> [The exercise] Filter the material below down to the lines that contain the word "gloved", copying each such line in full.

══ Exercise input

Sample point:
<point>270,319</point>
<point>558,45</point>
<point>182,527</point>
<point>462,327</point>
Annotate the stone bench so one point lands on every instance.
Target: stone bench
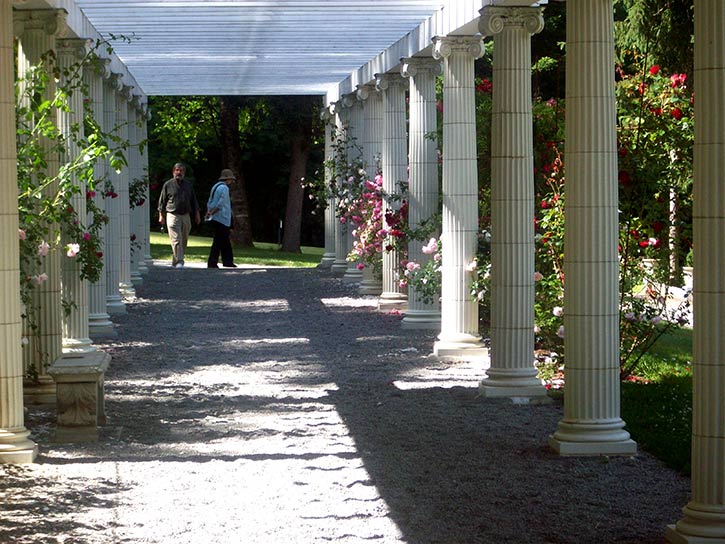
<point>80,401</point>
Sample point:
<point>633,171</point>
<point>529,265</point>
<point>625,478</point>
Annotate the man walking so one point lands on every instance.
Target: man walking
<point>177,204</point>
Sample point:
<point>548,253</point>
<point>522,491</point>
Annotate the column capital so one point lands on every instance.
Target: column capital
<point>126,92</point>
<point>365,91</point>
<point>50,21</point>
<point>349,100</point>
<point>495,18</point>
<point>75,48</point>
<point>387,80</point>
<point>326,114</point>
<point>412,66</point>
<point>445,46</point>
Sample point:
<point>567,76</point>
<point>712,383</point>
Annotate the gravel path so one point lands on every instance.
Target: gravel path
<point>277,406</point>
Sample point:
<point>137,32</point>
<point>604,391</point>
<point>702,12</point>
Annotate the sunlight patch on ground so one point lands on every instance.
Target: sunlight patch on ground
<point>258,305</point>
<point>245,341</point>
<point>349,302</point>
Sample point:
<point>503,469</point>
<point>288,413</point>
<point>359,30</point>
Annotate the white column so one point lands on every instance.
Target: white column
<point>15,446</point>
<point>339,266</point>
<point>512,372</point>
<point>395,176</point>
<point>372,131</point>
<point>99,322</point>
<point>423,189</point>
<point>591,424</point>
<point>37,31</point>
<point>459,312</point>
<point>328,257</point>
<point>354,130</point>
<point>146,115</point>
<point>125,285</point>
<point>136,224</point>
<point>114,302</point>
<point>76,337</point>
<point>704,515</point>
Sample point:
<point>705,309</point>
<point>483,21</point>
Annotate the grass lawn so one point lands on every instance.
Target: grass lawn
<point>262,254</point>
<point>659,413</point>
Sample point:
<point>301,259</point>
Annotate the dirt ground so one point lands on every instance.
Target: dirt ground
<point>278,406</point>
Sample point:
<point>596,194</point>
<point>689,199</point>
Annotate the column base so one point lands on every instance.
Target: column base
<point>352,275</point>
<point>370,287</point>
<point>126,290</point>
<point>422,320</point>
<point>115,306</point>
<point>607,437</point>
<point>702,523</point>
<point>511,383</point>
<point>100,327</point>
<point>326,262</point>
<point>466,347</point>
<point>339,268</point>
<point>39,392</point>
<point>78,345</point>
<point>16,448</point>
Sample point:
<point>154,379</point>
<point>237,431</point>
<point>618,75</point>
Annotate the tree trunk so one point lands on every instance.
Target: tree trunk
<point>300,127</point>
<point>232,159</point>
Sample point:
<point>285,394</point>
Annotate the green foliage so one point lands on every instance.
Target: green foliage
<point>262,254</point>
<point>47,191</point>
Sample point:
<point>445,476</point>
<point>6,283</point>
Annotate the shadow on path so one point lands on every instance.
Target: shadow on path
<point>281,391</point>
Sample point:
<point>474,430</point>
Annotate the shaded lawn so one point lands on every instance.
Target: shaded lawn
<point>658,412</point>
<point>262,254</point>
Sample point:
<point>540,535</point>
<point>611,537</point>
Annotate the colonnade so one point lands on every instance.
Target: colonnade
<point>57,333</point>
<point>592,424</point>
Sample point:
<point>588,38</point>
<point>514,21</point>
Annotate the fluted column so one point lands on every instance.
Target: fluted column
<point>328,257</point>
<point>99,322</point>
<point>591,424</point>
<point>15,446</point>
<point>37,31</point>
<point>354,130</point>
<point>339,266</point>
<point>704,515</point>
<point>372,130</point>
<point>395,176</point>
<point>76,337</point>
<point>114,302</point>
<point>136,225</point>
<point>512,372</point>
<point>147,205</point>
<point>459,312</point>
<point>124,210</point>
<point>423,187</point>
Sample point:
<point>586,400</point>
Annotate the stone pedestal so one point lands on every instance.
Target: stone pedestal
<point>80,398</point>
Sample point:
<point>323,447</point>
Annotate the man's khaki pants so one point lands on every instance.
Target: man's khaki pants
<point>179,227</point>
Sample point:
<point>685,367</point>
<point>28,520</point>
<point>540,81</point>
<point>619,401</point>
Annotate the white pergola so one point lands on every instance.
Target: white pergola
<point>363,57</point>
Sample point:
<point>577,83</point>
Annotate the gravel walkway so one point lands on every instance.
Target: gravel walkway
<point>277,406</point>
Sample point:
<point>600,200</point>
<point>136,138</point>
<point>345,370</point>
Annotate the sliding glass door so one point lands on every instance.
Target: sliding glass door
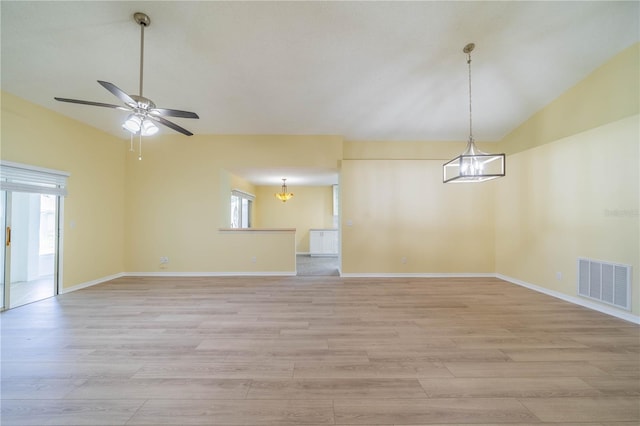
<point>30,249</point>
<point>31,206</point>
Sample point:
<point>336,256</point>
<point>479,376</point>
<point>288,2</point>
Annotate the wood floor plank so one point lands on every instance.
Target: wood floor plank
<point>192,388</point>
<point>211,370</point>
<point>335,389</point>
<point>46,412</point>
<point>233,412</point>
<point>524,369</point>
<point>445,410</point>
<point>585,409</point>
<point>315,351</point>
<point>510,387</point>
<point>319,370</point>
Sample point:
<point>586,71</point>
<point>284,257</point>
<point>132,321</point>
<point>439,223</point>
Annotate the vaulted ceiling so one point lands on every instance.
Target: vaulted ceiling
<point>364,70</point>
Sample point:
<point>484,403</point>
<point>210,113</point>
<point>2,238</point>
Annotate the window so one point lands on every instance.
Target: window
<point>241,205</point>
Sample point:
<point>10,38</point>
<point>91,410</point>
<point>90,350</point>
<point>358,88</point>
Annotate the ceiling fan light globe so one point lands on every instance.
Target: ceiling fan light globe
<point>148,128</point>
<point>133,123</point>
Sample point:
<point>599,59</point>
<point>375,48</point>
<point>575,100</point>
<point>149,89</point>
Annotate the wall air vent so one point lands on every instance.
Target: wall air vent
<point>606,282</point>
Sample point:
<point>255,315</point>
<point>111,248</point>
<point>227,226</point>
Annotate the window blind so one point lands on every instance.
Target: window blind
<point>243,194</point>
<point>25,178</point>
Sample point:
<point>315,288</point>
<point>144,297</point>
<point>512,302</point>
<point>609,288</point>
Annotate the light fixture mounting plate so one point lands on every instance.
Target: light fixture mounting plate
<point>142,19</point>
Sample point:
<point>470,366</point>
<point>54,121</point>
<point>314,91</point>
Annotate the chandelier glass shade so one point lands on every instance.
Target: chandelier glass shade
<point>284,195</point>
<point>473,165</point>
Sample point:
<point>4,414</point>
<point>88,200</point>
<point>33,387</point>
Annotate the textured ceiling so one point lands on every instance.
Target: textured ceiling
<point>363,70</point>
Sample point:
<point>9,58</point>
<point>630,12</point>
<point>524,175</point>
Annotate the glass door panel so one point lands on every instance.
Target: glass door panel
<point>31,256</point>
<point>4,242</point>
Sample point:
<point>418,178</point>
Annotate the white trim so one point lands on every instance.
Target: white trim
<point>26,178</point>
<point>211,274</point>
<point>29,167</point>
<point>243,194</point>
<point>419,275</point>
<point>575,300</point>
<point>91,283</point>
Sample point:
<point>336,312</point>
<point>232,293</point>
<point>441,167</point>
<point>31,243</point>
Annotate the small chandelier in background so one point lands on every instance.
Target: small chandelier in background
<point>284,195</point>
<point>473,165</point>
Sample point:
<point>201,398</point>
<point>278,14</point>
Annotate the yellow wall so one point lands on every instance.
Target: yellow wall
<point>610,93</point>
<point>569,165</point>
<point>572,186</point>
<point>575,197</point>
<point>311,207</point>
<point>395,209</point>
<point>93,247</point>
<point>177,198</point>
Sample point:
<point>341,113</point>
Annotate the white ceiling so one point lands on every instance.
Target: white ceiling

════
══ Exercise input

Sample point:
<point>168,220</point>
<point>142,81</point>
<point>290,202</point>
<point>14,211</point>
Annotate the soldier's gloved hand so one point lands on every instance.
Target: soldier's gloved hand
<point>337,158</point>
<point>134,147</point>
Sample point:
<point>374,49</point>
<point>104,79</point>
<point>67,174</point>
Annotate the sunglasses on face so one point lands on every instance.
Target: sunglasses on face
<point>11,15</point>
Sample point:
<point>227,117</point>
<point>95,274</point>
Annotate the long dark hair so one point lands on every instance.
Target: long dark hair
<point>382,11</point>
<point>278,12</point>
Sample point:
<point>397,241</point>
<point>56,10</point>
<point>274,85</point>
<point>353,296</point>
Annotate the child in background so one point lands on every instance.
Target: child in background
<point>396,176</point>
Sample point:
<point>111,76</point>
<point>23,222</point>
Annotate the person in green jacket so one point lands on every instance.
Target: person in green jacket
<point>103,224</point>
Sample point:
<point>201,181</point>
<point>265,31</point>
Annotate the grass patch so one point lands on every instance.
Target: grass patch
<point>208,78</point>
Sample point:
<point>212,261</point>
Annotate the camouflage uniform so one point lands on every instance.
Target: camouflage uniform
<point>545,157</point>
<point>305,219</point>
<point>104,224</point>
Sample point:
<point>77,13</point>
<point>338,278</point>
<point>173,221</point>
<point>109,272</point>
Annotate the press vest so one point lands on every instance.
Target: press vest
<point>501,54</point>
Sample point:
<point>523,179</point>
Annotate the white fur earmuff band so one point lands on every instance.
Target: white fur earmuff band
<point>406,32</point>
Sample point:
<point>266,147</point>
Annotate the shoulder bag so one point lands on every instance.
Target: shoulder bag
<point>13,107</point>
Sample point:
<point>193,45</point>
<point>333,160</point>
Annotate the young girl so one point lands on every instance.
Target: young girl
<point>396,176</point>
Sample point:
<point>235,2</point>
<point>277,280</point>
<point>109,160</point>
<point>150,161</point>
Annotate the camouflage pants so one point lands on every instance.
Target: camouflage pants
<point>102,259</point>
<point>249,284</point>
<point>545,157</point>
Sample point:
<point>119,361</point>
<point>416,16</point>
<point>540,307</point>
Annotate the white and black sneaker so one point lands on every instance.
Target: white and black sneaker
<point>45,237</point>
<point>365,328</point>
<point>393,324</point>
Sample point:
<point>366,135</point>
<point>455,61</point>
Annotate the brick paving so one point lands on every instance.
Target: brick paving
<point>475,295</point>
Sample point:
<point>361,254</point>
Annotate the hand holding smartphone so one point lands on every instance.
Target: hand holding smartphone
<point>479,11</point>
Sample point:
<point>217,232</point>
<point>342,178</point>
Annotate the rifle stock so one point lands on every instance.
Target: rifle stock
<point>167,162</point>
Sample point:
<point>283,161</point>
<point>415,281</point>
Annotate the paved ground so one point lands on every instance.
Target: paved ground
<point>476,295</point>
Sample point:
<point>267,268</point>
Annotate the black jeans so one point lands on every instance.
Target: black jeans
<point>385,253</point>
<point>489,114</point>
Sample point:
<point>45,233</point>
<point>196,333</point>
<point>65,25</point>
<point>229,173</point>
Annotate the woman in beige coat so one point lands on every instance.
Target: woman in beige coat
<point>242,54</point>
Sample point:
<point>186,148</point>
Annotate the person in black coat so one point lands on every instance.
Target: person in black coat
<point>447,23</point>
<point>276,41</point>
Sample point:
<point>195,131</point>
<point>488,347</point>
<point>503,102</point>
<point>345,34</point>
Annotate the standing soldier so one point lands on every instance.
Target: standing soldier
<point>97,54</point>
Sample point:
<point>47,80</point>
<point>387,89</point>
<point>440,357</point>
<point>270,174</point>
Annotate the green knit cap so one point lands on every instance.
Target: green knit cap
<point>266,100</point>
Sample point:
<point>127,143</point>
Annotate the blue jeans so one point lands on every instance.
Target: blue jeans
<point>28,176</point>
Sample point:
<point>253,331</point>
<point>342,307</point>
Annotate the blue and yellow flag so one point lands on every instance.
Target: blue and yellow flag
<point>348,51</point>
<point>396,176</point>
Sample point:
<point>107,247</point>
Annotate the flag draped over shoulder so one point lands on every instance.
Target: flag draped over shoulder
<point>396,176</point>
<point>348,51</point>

════

> [Final answer]
Annotate the soldier's gloved hand so one point lands on every instance.
Target: soldier's gloved hand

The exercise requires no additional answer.